(Coordinate annotation records)
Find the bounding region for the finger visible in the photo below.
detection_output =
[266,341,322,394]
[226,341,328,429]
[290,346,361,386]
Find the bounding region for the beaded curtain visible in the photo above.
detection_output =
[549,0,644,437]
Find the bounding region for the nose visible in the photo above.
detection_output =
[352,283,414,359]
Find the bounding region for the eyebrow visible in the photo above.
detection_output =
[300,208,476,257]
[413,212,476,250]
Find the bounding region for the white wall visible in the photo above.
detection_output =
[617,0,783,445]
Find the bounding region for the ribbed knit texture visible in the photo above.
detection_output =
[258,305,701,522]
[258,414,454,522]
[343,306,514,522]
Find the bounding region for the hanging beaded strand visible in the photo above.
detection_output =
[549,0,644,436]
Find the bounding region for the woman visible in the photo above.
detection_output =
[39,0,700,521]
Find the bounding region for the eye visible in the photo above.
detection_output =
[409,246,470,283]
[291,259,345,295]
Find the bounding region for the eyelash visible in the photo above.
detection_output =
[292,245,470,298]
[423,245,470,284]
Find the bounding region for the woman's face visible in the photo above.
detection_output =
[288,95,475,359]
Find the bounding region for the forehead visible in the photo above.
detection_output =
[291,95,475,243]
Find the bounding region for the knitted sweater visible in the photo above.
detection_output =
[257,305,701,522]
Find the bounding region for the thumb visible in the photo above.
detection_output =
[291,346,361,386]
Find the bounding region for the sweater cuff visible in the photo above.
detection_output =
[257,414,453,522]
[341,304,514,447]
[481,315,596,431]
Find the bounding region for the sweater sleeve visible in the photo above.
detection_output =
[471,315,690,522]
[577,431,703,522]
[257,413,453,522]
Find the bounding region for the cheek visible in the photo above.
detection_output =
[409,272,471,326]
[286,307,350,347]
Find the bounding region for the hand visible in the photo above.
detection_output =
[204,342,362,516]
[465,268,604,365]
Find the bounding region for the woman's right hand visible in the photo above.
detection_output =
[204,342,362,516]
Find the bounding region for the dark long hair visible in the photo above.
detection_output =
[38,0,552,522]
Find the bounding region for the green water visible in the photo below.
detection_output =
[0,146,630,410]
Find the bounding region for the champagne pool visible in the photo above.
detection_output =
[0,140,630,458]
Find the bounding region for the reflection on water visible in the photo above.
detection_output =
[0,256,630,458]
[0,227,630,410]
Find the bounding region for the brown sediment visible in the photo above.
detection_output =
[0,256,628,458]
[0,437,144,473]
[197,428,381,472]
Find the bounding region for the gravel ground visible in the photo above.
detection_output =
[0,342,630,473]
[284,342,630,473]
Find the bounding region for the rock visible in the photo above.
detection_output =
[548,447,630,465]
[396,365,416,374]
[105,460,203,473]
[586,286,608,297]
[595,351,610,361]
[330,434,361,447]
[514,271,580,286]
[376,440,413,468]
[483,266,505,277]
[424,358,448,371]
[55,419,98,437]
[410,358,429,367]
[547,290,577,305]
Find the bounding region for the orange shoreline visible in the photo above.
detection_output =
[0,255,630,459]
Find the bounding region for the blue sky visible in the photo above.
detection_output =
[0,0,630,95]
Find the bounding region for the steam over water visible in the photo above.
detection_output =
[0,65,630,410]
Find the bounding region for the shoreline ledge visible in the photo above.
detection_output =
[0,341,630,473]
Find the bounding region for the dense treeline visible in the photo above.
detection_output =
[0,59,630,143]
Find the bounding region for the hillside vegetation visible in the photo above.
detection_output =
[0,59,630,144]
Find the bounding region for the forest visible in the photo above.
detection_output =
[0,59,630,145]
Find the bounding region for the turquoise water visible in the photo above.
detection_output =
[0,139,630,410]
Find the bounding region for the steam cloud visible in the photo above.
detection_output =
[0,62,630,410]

- _What is required_: Report each line in the records that contains the word "below".

- _Answer_:
Find the bounding region for the finger visible in the photo below.
Find the bounding region for the green water visible in the photo below.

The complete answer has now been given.